━━━━━ MATERIAL

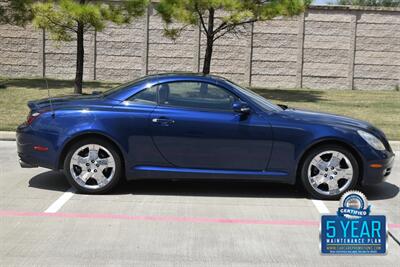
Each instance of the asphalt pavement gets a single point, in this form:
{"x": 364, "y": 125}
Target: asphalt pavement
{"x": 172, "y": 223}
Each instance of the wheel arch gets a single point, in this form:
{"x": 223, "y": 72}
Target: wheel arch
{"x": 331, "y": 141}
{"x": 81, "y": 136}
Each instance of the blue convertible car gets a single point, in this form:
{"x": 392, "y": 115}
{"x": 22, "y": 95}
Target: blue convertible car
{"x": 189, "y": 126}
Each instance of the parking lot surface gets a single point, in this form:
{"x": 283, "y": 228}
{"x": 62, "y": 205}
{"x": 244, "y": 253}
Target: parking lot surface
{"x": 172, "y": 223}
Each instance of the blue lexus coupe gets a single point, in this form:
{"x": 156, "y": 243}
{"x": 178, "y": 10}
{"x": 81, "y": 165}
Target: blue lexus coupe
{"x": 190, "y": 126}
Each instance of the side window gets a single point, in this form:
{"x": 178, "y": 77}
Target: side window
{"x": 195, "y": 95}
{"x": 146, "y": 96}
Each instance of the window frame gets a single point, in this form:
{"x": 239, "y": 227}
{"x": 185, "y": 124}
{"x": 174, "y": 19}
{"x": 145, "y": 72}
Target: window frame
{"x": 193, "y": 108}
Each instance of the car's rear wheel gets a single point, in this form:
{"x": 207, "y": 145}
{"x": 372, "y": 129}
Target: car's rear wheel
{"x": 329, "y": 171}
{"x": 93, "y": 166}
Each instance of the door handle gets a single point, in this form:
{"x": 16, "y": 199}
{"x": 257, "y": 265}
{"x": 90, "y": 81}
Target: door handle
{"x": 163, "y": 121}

━━━━━━━━━━

- _OBJECTIVE_
Copy the stretch from the line containing "Each instance of the door" through the end of the rows, with no changes.

- _EXERCISE OUTPUT_
Each instance of the door handle gets a single point, in this form:
{"x": 16, "y": 199}
{"x": 257, "y": 265}
{"x": 90, "y": 81}
Target: door handle
{"x": 163, "y": 121}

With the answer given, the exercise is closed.